1. Cavaliers (41-11) Best record in the NBA and on an 11-game win streak. Going into All-Star weekend they are the team to beat. Didn’t we say that last year, too?

2. Nuggets (34-17) They’ve beaten the Lakers twice, that has to boost Denver’s confidence going forward. Although, doing the same thing in the playoffs is another matter.

3. Jazz (31-18)
Eight straight wins. Jazz are in the middle of their annual “we’re playing like contenders mid-season” stretch.

4. Lakers (39-13) Denver and Utah are hotter right now, and the Lakers have a few issues to resolve (hello Derek Fisher), but who you going to pick when the playoffs start? Exactly.

5. Magic (34-17) The comeback win over Boston means they may be putting it all together post Hedo, finally. If so, watch out.

6. Hawks (32-17) They keep getting overlooked as a contender in the East. Do that at your own peril.

7. Thunder (29-21) OKC is 7-3 in their last 10 games, and Kevin Durant is filling it up. Man is that fun to watch.

8. Suns (31-21) They have won five in a row and are climbing fast. Why do they want to trade Amare Stoudemire again?

9. Spurs (29-20) San Antonio crushes bad teams like the Clippers, but they need to beat some good teams before we buy in.

10. Celtics (32-17) This team needs to get healthy, the All-Star break couldn’t come at a better time. But the problems look deeper than that.

[ENTRIES SHOWN]:

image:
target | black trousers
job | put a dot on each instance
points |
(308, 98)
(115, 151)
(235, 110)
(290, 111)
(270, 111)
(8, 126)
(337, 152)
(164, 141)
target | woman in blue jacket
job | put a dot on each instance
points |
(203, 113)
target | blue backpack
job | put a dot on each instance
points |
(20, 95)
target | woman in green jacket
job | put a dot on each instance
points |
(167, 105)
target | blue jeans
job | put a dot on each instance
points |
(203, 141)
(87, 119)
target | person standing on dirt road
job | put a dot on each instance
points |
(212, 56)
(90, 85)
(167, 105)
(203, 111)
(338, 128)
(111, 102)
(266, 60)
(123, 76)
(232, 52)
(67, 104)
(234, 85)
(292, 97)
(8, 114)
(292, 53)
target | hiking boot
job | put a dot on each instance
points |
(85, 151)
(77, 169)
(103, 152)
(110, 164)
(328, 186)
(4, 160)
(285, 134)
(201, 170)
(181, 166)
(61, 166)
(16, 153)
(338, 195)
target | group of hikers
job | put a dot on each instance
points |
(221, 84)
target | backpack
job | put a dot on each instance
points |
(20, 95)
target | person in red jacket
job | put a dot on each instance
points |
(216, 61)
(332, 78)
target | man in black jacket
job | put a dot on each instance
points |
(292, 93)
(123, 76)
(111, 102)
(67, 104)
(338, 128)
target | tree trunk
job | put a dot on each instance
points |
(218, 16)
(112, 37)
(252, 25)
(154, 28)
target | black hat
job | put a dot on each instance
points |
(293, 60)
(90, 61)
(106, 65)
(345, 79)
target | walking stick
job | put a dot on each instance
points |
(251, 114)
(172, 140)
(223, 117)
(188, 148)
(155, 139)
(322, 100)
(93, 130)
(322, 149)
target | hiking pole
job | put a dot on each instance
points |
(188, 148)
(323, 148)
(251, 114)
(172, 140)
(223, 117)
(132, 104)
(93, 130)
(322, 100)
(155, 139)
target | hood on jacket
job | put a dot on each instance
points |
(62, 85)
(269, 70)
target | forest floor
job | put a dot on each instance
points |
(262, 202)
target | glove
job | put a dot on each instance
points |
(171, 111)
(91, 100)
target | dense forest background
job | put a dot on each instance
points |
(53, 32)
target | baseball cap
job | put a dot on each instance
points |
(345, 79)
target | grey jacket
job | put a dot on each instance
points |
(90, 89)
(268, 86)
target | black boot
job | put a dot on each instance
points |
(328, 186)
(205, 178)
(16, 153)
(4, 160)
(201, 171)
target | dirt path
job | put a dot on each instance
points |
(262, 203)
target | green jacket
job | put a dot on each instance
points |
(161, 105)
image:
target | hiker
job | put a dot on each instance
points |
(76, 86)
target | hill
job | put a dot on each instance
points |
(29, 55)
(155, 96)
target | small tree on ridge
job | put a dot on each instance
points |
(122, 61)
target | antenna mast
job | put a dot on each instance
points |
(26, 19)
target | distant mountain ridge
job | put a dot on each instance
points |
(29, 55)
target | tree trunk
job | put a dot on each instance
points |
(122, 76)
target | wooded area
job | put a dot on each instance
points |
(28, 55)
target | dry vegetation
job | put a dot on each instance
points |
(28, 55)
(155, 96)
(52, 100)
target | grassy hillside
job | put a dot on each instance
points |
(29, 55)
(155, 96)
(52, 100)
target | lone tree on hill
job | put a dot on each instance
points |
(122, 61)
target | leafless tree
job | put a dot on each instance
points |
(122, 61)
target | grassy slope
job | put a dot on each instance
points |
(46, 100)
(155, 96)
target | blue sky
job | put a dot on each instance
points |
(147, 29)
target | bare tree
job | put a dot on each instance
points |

[GIVEN REQUEST A]: In the NBA team rankings, shorten the entry that begins "8. Suns (31-21)" while keeping its main facts.
[GIVEN REQUEST B]: According to the NBA team rankings, how many straight wins do the Jazz have?
[GIVEN REQUEST C]: Pick up the NBA team rankings after the Celtics entry and keep writing in the same style.
The listing that comes after the NBA team rankings is separate material.

[WRITTEN RESPONSE A]: 8. Suns (31-21): Five straight wins and rising fast, so why trade Amare Stoudemire?

[WRITTEN RESPONSE B]: Eight.

[WRITTEN RESPONSE C]:
11. Mavericks (31-19) They are 5-5 in their last 10, which in the deepest division in basketball will have them out of the lead quick if they can’t turn it around.

12. Raptors (28-23) When they play a little defense, like the fourth quarter against the Kings, they become a dangerous team.

13. Bucks (23-26) They have found their rhythm again and have won 7 of the last 10.

14. Blazers (30-23) Any more injuries and they will be pulling guys out of the stands to play.

15. Bobcats (24-25) While the franchise is in flux, Larry Brown has quietly done a great job getting Charlotte to play defense.

16. Rockets (27-23) This team is not going to win a title, but nobody in the West wants them in the first round.

17. Heat (24-27) It’s not just that Miami is 3-7 in their last 10, but that the schedule has been pretty soft at the same time.

18. Bulls (24-25) Chicago is 6-4 in its last 10, and if they can put to Thomas situation behind them and get Noah back healthy in a couple weeks, they are playoff bound.

19. Hornets (27-24) Has anyone in New Orleans even thought about the Hornets the last two weeks? They may not for two more after the Super Bowl.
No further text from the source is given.